[TASK OBJECTIVE]: Rewrite the data starting with the line that contains "query | arched opening" and going on through the line that contains "<point>602,181</point>", with "concrete" replaced by "stone" and everything else unchanged.

[DATA TO PROCESS]:

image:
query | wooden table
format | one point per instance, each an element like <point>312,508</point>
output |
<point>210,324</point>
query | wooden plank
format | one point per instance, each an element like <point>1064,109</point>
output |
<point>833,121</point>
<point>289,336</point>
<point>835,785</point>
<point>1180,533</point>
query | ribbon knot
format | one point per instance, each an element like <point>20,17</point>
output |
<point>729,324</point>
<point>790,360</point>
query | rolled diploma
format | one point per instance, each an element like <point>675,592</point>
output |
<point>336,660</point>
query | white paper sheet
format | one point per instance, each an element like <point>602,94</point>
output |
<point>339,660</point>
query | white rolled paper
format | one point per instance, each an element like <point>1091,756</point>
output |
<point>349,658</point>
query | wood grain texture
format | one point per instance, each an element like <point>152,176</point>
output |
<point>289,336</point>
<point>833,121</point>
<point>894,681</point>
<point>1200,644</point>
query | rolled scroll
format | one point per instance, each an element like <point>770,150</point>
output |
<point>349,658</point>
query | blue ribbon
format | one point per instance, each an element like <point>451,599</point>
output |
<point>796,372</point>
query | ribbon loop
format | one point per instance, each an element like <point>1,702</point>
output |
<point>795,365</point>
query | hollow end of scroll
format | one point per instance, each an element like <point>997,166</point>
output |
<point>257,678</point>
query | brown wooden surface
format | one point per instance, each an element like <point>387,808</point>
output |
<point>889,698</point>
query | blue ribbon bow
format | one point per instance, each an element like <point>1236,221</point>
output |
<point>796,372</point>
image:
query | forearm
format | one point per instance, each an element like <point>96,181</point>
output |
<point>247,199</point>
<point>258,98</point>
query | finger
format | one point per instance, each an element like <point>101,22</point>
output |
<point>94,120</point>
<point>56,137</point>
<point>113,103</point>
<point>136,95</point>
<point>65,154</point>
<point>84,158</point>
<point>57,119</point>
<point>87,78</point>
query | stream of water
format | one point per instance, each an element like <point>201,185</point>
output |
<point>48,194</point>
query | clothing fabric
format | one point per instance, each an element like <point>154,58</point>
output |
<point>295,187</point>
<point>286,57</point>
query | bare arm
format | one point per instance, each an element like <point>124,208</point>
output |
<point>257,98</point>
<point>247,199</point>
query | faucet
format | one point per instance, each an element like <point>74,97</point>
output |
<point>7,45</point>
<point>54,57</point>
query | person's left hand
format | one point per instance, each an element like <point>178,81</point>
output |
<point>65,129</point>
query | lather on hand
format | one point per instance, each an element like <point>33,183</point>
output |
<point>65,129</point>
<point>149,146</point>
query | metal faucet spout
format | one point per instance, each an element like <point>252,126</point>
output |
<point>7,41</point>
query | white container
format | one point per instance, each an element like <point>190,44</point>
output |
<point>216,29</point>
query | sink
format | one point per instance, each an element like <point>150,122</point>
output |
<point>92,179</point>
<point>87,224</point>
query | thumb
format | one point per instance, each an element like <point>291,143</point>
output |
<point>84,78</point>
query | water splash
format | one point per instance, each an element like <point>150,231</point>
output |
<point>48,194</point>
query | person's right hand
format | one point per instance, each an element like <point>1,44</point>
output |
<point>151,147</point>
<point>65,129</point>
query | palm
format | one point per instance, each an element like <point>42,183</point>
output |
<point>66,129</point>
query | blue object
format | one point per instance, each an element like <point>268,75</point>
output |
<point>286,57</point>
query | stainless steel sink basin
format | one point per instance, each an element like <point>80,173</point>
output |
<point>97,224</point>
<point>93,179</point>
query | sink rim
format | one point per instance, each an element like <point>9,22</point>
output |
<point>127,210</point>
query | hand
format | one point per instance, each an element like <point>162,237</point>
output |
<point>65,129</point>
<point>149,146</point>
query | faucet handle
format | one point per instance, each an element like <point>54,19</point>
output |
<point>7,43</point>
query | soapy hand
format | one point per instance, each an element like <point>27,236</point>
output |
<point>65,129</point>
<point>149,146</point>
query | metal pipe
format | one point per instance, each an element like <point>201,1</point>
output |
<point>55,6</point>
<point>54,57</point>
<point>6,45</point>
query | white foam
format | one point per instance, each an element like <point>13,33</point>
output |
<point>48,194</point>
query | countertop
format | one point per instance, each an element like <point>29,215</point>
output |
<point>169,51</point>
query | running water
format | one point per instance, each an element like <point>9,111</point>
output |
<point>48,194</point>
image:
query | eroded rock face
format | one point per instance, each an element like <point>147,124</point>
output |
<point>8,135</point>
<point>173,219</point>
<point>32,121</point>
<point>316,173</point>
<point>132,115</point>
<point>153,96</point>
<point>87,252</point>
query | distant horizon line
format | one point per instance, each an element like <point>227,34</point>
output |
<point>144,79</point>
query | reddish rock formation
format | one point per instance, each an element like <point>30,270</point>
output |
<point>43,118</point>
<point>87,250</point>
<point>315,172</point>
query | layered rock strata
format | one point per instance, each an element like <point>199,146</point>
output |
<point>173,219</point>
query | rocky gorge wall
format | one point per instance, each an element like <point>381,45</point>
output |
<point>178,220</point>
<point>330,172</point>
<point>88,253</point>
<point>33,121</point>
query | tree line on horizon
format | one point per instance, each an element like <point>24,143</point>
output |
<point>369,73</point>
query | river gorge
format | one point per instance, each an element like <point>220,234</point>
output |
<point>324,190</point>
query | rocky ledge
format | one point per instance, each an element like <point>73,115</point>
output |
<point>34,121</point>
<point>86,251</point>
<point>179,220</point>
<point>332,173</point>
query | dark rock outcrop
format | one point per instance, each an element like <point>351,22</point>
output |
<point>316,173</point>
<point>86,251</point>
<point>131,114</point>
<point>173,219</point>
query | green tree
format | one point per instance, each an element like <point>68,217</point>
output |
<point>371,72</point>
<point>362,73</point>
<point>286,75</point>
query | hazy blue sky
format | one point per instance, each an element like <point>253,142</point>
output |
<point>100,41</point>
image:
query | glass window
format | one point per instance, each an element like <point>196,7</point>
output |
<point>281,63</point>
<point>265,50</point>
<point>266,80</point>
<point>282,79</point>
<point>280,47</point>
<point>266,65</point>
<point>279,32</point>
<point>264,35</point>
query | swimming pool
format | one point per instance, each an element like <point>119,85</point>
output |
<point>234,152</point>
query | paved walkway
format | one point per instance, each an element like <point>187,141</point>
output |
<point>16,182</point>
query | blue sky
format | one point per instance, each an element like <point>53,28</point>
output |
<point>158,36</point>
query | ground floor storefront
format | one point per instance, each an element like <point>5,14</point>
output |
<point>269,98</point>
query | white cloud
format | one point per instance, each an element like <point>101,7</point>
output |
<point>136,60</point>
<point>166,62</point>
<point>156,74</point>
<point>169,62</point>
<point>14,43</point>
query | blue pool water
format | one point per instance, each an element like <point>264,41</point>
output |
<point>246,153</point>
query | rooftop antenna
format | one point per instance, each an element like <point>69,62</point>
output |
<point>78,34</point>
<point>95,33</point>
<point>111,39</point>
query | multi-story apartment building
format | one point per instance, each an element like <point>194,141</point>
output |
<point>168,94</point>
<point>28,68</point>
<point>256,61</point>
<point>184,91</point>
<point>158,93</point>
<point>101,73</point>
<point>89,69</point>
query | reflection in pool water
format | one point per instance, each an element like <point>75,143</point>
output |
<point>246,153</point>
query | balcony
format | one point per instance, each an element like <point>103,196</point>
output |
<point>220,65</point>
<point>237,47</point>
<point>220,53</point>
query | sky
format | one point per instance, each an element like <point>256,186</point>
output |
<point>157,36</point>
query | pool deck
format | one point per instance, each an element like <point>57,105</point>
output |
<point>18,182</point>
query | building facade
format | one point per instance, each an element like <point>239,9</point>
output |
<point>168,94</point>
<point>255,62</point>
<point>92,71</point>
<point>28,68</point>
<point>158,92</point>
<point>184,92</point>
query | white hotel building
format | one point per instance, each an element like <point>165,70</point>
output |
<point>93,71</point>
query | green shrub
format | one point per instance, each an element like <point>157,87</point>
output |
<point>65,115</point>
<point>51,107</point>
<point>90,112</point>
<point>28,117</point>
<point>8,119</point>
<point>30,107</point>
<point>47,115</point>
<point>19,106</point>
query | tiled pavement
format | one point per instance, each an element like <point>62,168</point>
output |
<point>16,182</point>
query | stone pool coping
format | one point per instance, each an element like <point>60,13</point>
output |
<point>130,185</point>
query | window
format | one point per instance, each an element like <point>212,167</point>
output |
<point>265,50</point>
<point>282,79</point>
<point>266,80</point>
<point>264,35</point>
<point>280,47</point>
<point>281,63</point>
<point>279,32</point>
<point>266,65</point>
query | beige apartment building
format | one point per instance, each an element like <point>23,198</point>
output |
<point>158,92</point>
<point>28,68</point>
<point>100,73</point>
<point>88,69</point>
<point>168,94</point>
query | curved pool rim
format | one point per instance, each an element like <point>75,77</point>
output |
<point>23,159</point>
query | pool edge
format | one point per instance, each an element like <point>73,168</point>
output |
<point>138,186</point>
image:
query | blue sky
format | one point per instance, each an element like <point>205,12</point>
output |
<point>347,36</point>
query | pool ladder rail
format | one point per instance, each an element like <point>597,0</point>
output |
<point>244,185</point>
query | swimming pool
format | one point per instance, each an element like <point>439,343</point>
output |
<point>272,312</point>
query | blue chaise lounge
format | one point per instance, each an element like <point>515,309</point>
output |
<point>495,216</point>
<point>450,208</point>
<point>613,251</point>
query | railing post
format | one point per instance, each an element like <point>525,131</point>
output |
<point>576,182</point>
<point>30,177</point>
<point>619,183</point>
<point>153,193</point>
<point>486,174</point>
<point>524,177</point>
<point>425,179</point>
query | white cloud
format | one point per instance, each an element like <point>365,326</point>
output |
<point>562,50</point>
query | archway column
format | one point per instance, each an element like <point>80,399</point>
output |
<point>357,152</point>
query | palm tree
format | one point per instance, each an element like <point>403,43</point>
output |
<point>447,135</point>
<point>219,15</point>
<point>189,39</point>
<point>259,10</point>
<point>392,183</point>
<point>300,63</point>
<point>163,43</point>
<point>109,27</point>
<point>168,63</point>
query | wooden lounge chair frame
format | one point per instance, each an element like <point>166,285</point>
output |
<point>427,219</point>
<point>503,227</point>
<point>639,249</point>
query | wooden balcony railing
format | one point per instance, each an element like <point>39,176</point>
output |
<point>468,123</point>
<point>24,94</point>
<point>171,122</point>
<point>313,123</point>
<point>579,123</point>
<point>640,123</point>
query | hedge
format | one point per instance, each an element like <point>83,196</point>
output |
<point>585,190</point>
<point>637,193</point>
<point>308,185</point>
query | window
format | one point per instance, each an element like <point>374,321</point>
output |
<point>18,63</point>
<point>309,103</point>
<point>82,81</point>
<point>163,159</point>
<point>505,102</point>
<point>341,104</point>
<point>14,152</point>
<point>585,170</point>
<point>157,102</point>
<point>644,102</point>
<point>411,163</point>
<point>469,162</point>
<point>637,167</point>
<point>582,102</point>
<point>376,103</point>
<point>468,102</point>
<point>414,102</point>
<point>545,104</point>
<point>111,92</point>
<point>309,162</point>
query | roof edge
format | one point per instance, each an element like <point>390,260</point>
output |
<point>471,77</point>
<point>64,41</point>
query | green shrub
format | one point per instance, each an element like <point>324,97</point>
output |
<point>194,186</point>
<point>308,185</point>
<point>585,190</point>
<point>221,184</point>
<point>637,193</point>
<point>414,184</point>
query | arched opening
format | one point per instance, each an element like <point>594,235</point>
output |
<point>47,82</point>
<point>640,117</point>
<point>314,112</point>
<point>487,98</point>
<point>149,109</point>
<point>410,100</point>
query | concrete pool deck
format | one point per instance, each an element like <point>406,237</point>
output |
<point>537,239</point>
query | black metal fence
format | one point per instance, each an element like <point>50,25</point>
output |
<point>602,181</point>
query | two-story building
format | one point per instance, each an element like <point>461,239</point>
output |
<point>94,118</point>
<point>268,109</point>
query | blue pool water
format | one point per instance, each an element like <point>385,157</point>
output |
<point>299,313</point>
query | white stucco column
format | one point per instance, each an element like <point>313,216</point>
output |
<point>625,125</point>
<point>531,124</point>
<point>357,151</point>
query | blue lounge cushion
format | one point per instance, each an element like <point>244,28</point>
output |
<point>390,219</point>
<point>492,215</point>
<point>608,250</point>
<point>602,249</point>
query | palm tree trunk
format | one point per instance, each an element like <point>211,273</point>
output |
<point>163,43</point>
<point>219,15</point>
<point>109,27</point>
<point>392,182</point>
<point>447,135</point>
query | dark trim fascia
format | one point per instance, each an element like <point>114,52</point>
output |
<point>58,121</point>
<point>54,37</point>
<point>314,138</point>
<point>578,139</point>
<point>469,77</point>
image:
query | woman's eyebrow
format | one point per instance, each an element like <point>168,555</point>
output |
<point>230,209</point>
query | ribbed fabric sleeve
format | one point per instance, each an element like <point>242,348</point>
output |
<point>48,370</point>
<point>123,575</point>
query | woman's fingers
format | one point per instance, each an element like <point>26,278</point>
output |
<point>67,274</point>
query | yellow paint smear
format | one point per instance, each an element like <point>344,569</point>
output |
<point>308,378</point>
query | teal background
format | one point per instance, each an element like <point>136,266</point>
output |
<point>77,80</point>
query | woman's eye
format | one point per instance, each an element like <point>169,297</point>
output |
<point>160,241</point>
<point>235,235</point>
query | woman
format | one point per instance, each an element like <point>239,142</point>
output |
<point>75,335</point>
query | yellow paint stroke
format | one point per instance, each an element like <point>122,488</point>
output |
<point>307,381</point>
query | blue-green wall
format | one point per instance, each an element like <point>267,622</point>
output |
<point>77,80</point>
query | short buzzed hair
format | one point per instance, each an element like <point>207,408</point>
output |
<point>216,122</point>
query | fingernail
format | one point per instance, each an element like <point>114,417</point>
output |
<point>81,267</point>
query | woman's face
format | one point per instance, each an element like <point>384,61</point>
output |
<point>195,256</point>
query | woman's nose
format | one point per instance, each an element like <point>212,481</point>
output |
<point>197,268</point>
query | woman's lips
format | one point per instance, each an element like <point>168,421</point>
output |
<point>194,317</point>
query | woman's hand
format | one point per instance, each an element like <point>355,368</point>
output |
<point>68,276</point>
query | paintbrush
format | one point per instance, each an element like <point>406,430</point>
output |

[WRITTEN ANSWER]:
query | arched opening
format | one point per instance, each an element like <point>594,235</point>
output |
<point>47,82</point>
<point>640,117</point>
<point>314,112</point>
<point>487,98</point>
<point>149,109</point>
<point>410,100</point>
query | stone pool deck
format | one point per instance, each an element like <point>406,237</point>
output |
<point>537,239</point>
query | black metal fence
format | one point per instance, each an element like <point>50,25</point>
output |
<point>602,181</point>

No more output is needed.